Information given>

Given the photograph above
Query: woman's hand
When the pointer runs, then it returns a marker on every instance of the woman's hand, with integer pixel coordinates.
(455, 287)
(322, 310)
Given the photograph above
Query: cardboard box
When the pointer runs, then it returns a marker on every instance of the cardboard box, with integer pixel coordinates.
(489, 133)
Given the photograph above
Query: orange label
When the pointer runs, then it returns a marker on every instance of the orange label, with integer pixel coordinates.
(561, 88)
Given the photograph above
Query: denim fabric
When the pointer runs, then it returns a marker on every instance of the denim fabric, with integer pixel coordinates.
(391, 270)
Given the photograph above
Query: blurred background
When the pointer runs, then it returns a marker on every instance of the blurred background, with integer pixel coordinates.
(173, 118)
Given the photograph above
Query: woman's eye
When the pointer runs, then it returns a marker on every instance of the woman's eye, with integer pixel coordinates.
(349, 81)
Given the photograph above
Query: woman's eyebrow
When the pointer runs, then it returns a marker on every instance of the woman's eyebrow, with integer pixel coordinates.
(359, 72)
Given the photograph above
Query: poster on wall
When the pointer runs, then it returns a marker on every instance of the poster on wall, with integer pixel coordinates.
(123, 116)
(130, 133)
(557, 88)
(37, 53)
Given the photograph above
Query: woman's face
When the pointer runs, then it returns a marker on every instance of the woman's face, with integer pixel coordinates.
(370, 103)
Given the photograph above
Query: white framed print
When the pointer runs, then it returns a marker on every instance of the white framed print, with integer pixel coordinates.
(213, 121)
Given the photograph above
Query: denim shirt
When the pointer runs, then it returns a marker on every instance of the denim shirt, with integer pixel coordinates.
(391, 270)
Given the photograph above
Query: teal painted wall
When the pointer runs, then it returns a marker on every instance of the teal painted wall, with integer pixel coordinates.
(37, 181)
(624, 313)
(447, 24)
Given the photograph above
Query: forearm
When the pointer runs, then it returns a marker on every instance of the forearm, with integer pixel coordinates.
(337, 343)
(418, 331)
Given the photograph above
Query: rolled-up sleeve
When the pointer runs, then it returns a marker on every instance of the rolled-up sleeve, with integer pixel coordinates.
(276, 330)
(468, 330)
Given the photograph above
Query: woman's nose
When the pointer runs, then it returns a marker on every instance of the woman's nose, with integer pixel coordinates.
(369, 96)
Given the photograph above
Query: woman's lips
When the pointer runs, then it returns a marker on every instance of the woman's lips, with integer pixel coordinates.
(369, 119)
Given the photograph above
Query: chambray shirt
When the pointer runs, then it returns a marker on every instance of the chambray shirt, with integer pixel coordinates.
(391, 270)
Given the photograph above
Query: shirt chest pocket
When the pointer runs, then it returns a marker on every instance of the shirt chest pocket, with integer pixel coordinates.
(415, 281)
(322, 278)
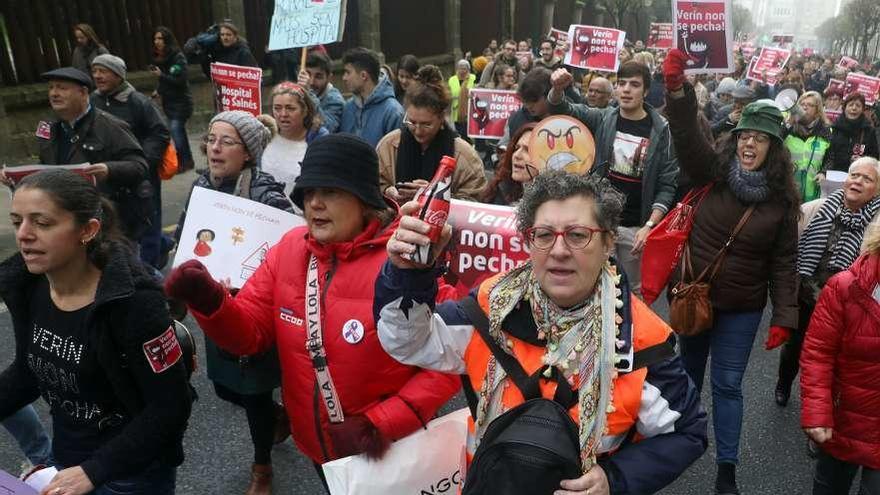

Exercise requirements>
Which lines in the records above contain the word "print"? Copy each of them in full.

The solution>
Query: white framed print
When the pointer runs, then it returns a marker on every instance of the white framed print, with integer pixel coordinates.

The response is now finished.